One of the things that I've read about autism, which are completely at odds with PDA boy's behaviour, is trust.
It is well documented that autistic people tend to be overly trusting of others.
For my son, this could not be further from the truth, and I wonder if this is a PDA thing, or whether my boy has taught himself not to trust.
There are several occasions where PDA boy's sense of trust has been shaped. Over the years he has become distrustful of all teachers and professionals that he comes into contact with, trust and respect must be won.
One of these occasions was when he was 7. PDA boy was introduced to The Incredible 5 Point Scale.
In order for him to not feel different, his whole class were involved in the exercise, drawing little faces ranging from happy to Raaaaargh!
When I picked him up that afternoon, there was a change in PDA boy, he looked relaxed, relieved and happy. He told me that he now had a way of showing people how he felt in school, as he was unable to show any physical signs. As he was telling me about it, his teacher called me in to the classroom to discuss the session, so we could transfer the 5 point scale to using it at home too.

### EXCERPTED DATA
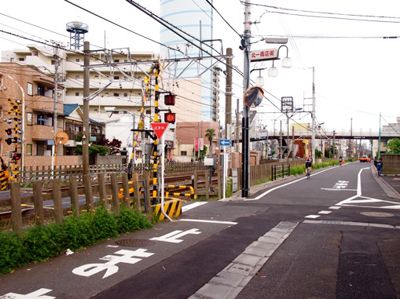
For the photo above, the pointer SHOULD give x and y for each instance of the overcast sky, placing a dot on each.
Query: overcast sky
(356, 70)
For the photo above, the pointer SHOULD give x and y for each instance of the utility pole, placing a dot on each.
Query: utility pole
(56, 65)
(228, 92)
(379, 140)
(86, 133)
(293, 143)
(313, 119)
(287, 142)
(334, 145)
(351, 135)
(281, 141)
(245, 44)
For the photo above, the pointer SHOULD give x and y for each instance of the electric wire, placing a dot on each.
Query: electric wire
(234, 30)
(323, 12)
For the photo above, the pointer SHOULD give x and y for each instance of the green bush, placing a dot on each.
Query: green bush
(104, 225)
(42, 243)
(78, 231)
(131, 220)
(11, 252)
(297, 169)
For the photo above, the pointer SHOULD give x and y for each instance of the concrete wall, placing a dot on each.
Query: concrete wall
(391, 164)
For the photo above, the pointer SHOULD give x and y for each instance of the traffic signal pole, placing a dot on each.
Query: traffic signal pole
(245, 43)
(86, 91)
(155, 143)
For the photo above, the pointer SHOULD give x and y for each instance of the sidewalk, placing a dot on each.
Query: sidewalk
(390, 184)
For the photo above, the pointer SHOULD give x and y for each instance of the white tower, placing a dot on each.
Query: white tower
(196, 19)
(77, 30)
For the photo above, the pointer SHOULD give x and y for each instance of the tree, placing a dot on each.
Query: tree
(210, 133)
(394, 146)
(318, 154)
(114, 146)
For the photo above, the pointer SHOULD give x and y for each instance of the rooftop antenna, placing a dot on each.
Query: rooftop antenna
(77, 30)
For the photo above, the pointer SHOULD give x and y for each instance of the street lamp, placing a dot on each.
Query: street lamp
(286, 63)
(246, 45)
(112, 111)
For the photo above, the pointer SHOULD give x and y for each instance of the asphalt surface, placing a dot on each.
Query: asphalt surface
(336, 235)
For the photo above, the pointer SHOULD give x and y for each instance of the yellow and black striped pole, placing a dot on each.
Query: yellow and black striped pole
(140, 127)
(156, 119)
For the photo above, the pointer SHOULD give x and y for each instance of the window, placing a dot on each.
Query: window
(29, 149)
(29, 119)
(44, 120)
(40, 91)
(30, 89)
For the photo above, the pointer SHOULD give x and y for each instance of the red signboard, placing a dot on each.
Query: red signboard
(159, 128)
(268, 54)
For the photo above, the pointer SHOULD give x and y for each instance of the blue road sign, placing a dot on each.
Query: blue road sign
(224, 142)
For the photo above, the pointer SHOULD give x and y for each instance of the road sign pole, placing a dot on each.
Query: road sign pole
(162, 176)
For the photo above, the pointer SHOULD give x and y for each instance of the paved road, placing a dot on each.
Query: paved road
(335, 235)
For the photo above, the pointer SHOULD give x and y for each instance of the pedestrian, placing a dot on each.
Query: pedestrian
(379, 166)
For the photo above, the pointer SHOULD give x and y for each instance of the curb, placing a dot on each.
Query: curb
(389, 190)
(173, 208)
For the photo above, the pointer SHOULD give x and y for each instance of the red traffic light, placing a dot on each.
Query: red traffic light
(17, 156)
(169, 100)
(169, 117)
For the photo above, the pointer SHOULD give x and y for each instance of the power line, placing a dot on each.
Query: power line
(332, 17)
(323, 12)
(224, 18)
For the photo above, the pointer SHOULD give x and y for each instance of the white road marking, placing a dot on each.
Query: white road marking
(192, 206)
(209, 221)
(172, 237)
(34, 295)
(335, 189)
(284, 185)
(312, 216)
(351, 223)
(324, 212)
(124, 256)
(334, 208)
(233, 279)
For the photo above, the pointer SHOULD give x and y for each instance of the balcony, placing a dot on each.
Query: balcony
(42, 133)
(44, 104)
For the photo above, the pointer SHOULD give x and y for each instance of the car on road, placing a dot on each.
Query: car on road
(365, 158)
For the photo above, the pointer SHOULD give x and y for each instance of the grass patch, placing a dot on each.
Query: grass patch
(42, 243)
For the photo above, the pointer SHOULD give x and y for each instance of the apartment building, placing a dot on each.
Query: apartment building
(115, 80)
(28, 110)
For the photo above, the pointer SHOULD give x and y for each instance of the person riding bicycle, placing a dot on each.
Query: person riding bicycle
(308, 164)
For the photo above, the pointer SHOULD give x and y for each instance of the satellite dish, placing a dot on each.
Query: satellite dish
(61, 138)
(253, 96)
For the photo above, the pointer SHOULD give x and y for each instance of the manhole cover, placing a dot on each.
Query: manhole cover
(134, 243)
(377, 214)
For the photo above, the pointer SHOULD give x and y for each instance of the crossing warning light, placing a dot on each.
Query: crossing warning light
(170, 117)
(17, 156)
(169, 99)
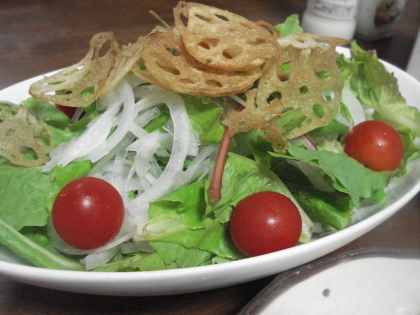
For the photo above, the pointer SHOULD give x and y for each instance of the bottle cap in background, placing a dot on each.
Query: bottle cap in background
(377, 18)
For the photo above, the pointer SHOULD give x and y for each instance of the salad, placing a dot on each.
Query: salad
(170, 141)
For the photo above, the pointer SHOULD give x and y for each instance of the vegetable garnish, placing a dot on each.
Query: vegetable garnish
(184, 126)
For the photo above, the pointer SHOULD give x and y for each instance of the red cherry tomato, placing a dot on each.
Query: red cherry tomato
(376, 145)
(265, 222)
(88, 212)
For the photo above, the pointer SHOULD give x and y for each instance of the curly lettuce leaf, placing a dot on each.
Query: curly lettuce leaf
(347, 175)
(375, 87)
(290, 26)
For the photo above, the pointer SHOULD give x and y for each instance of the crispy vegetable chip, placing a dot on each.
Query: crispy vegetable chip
(91, 78)
(223, 40)
(24, 141)
(167, 63)
(297, 93)
(252, 118)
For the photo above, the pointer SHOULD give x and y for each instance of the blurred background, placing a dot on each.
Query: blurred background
(38, 36)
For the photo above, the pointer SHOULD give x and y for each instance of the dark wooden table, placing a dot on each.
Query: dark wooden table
(40, 36)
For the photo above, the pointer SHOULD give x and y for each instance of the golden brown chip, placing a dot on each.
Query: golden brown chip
(84, 79)
(297, 93)
(124, 61)
(167, 63)
(221, 39)
(91, 78)
(253, 118)
(312, 86)
(19, 136)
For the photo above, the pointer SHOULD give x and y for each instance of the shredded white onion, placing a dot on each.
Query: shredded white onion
(163, 185)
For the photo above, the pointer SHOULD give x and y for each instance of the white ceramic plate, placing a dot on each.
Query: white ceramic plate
(367, 281)
(214, 276)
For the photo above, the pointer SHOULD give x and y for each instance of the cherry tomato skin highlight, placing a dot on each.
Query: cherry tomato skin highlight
(265, 222)
(376, 145)
(88, 213)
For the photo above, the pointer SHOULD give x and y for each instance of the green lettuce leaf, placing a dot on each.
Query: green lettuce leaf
(375, 87)
(290, 26)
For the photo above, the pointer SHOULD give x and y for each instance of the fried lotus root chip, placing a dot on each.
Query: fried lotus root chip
(313, 86)
(223, 40)
(252, 118)
(20, 135)
(169, 65)
(91, 78)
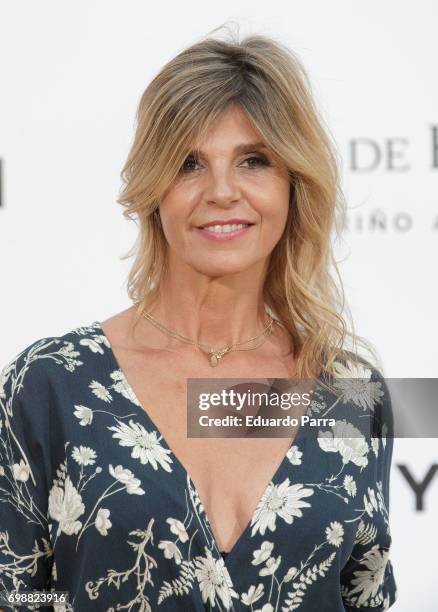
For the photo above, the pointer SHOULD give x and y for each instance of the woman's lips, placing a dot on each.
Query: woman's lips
(220, 237)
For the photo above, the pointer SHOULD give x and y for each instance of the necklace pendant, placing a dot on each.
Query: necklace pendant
(215, 356)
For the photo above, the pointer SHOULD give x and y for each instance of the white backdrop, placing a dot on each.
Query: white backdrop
(71, 77)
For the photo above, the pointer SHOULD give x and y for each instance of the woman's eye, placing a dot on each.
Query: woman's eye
(189, 164)
(257, 160)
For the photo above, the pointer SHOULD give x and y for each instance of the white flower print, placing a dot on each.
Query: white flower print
(122, 386)
(100, 391)
(362, 392)
(266, 608)
(350, 485)
(352, 370)
(294, 455)
(282, 500)
(295, 551)
(65, 506)
(171, 550)
(126, 477)
(92, 344)
(84, 414)
(270, 567)
(263, 553)
(21, 471)
(178, 529)
(146, 445)
(371, 505)
(334, 533)
(84, 455)
(102, 522)
(253, 595)
(214, 580)
(368, 582)
(345, 439)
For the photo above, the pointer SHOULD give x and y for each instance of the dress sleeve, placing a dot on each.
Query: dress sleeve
(367, 579)
(25, 546)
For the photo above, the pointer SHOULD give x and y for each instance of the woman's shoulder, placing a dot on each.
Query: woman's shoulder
(46, 358)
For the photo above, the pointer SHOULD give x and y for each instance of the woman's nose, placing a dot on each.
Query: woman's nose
(222, 186)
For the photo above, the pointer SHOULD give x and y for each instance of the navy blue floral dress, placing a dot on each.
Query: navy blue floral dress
(95, 503)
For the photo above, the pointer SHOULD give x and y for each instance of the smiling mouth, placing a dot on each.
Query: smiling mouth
(225, 229)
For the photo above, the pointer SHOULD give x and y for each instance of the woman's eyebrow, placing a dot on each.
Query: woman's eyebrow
(246, 147)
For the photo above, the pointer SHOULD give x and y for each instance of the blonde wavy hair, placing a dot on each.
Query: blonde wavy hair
(270, 84)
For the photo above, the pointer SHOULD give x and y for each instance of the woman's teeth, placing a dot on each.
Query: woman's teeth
(222, 229)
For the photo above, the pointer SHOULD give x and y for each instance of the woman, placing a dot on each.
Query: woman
(234, 182)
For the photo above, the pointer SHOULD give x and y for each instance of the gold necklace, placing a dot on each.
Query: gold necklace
(215, 355)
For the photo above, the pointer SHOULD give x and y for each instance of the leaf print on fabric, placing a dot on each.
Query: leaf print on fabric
(140, 572)
(294, 455)
(127, 478)
(284, 501)
(84, 414)
(121, 386)
(182, 585)
(145, 445)
(84, 455)
(214, 581)
(253, 595)
(350, 485)
(60, 406)
(102, 522)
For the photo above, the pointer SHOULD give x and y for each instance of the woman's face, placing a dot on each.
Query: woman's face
(235, 180)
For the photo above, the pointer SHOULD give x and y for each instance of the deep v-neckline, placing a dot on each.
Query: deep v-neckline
(299, 437)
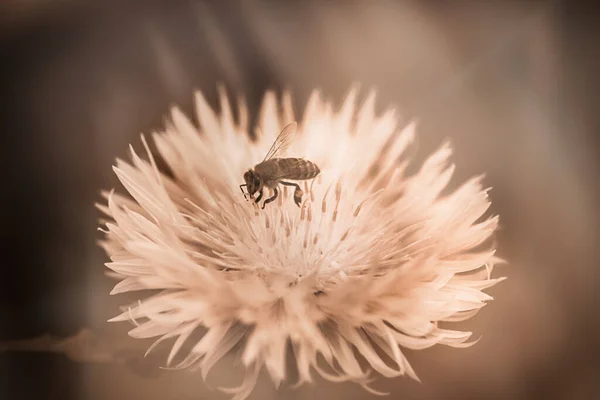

### DESCRIPTION OF THE TASK
Please print the passage on PDA boy and trust from "It is well documented" up to and including "must be won.".

### SOLUTION
It is well documented that autistic people tend to be overly trusting of others.
For my son, this could not be further from the truth, and I wonder if this is a PDA thing, or whether my boy has taught himself not to trust.
There are several occasions where PDA boy's sense of trust has been shaped. Over the years he has become distrustful of all teachers and professionals that he comes into contact with, trust and respect must be won.